__AUSGEWÄHLTER TEXTAUSZUG__

========================================

Zwei Halbwaisen, beide 14 Jahre alt. Pearl haust mit ihrer Mutter in einem
Mercury Topaz Automatic, der auf platten Reifen in einem Trailerpark in Florida steht. Und
Turtle heißt die andere,
turtle
wie Schildkröte, aber leider fehlt ihr, die allein
mit einem gewalttätigen Vater auf einer Farm am Pazifik lebt, ein Panzer, unter dem sie Schutz
finden könnte.

An diesen beiden Kinderleben entlang führen Jennifer Clement und Gabriel Tallent ihre Leser in eine Gefahrenzone, die aufmerksame Zeitgenossen als Hillbilly Country kennen, das große Reservoir der Abgehängten, der für den Amerikanischen Traum verlorenen Seelen, politisch betrachtet ein fanatisiertes, verhetztes Terrain: Trump Country. In den amerikanischen Wahlnächten leuchtet es auf in alarmierendem Rot. Bei Tage streifen Sozialwissenschaftler wie Arlie Russell Hochschild oder der Buchautor J. D. Vance durch die Ödnis, um zu erkunden, wie Menschen ticken, die am Rande von Industriebrachen und abgewrackten Träumen ihr Leben fristen, um zu verstehen, wieso sich in Amerika so viel Gewalt verdichtet. In den Nachrichten poppt diese Welt auf in Push-Meldungen über Massaker, gerade waren es wieder zwölf Tote, Barbesucher in Thousand Oaks, Kalifornien, vor ein paar Wochen 17 Schüler und Lehrer in der Marjory Stoneman Douglas High School in Florida und elf Tote in der Synagoge von Pittsburgh, letztes Jahr 58 Tote in Las Vegas – Statistiken des Horrors aus einem Land, wo auf 100 Einwohner 120,5 private Waffen kommen, was sich zu 393 Millionen addiert.

========================================

__AUSZÜGE AUS DATENSÄTZEN__
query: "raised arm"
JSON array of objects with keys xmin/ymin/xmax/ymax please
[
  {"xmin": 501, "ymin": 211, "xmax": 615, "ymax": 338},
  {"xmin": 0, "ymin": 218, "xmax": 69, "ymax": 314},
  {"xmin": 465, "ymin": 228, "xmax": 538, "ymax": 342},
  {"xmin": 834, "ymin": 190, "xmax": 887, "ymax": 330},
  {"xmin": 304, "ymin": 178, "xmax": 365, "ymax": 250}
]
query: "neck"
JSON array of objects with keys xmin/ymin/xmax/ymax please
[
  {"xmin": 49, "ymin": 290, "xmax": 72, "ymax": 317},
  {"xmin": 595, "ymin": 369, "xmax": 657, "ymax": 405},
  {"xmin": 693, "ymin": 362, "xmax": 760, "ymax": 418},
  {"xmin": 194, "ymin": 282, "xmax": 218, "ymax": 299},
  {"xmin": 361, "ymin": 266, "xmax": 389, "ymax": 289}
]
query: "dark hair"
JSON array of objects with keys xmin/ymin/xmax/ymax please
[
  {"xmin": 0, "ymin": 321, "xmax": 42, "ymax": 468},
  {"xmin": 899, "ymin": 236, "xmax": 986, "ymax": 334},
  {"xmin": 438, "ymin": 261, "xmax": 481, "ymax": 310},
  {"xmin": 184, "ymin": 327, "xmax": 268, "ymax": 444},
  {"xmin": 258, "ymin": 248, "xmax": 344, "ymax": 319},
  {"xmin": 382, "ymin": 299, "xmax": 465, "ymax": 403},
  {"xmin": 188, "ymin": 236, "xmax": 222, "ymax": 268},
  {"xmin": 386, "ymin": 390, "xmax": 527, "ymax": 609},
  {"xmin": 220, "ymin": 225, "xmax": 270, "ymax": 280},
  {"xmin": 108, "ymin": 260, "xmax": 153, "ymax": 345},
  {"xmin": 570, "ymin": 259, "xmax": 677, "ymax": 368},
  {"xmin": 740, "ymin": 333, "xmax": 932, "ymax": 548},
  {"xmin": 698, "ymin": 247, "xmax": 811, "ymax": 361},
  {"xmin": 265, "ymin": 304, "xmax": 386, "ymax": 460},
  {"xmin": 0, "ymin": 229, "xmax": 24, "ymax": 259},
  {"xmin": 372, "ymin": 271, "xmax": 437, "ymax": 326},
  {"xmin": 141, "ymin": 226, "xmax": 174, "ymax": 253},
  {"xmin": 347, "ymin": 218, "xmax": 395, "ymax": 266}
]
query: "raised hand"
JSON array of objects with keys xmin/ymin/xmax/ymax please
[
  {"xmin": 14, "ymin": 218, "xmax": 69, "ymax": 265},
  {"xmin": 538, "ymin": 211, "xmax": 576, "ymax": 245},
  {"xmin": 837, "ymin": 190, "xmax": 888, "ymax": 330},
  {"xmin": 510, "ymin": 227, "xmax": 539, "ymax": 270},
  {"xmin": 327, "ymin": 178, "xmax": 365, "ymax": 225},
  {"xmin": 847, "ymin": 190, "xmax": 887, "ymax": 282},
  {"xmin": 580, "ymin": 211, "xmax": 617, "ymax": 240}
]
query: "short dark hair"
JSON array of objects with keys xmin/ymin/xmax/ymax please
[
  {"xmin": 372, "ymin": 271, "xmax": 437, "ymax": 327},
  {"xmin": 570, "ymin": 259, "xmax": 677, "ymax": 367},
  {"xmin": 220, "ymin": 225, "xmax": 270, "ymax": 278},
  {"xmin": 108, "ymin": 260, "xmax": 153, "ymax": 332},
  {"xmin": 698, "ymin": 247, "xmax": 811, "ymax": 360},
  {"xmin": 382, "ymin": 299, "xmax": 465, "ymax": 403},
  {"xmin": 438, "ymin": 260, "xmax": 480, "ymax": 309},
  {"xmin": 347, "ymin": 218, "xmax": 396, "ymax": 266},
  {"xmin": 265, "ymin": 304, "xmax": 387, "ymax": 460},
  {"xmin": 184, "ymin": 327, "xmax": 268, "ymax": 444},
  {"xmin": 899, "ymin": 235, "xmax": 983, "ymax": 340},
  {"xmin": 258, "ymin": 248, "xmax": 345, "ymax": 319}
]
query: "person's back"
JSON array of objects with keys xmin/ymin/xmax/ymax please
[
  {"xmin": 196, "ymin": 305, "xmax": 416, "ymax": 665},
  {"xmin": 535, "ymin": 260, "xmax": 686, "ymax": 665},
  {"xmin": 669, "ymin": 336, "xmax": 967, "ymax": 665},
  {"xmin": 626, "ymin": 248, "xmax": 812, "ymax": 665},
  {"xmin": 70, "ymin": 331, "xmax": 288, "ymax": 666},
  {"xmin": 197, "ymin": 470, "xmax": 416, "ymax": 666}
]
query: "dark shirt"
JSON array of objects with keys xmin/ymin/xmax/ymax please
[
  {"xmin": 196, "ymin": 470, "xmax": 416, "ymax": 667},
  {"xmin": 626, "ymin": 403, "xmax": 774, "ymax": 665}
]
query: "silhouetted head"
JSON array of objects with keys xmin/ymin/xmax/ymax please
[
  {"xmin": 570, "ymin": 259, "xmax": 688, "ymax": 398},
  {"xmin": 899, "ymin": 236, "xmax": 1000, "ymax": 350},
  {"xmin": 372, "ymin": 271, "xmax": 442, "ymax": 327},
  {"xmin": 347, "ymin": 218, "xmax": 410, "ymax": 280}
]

========================================

__AUFGABEN__
1. Aktualisiere den Abschnitt des Textauszugs beginnend mit „Zwei Halbwaisen, beide“ und weiter bis „finden könnte.“, indem du darin „Pazifik“ durch „Atlantik“ ersetzt.
2. Wie viele private Waffen kommen laut dem Textauszug in Amerika auf 100 Einwohner?
3. Führe den Textauszug über die beiden Halbwaisen und das Hillbilly Country dort weiter, wo er endet.

__ANTWORTEN NACH AUFGABEN__
1.
Zwei Halbwaisen, beide 14 Jahre alt. Pearl haust mit ihrer Mutter in einem
Mercury Topaz Automatic, der auf platten Reifen in einem Trailerpark in Florida steht. Und
Turtle heißt die andere,
turtle
wie Schildkröte, aber leider fehlt ihr, die allein
mit einem gewalttätigen Vater auf einer Farm am Atlantik lebt, ein Panzer, unter dem sie Schutz
finden könnte.

2. Auf 100 Einwohner kommen 120,5 private Waffen.

3.
Waffen spielen in diesen beiden Romanen ihre eisige Macht aus. Turtles Vater hat mit seinem kleinen Mädchen die ersten Schießübungen veranstaltet, als sie sechs Jahre alt war. Die Fenster der Küche sind zugenagelt mit Schießscheiben; wenn Turtle ihre Hausaufgaben nicht ordentlich gemacht hat, zwingt ihr Vater sie, auf eine Spielkarte zu zielen, die er neben sein Gesicht hält. Als Pearls Mutter, die mit 17 schwanger wurde und die wie ihr Kind ein winziges träumerisches Wesen ist, sich einem als Cowboy daherkommenden Betrüger hingibt, sucht Pearl Wärme im Trailer einer Nachbarin. Dort sitzt sie, während ihre Mutter es mit ihrem Typen auf dem Rücksitz des Mercury treibt, und säubert Waffen, die ein Pfarrer unter dem Vorwand, die Welt sicherer zu machen, eingesammelt hat, um sie zu verticken. Mit ihrer Schülerschrift schreibt sie ordentliche Etiketten, eine typische Inventarliste lautet: “ein Smith&Wesson-M&P-Sturmgewehr, ein DPMS-Panther-Arms-Sturmgewehr, eine Smith&Wesson-Handfeuerwaffe, eine Llama-Handfeuerwaffe, ein Glock-Pistole, eine Smith&Wesson-Pistole, eine Taurus-Pistole, ein Del-Ton-Sturmgewehr, eine .40er-Kaliber-Halbautomatik-Pistole, eine .45er-Kaliber-Glock, eine Beretta-Pistole, eine Smith&Wesson-Halbautomatikpistole, eine Remington-Flinte, ein Bushmaster-XM15-Gewehr, eine .22er Kaliber-Savage-Mark-II-Gewehr, eine Springfield-Armory-Halbautomatik-Handfeuerwaffe” et cetera. Liest sich wie das Polizeiprotokoll einer Beschlagnahmung. Ist aber keines, ist auch kein Sachbuch. In diesem Roman, der den Titel
Gun Love
trägt, zeigt sich die überragende Leistung einer fiktionalen Erzählung in der Erfassung dieses Milieus. Mit der Auflistung der Waffen, gerade in der Exzessivität, verdichtet Jennifer Clement, 1960 in Connecticut geboren, mit Expertise, Wut und kaltem Hohn den bösen Hintergrund ihres Romans, der auf der Oberfläche leicht hingetupft im plappernden Jargon der kleinen Heldin daherkommt.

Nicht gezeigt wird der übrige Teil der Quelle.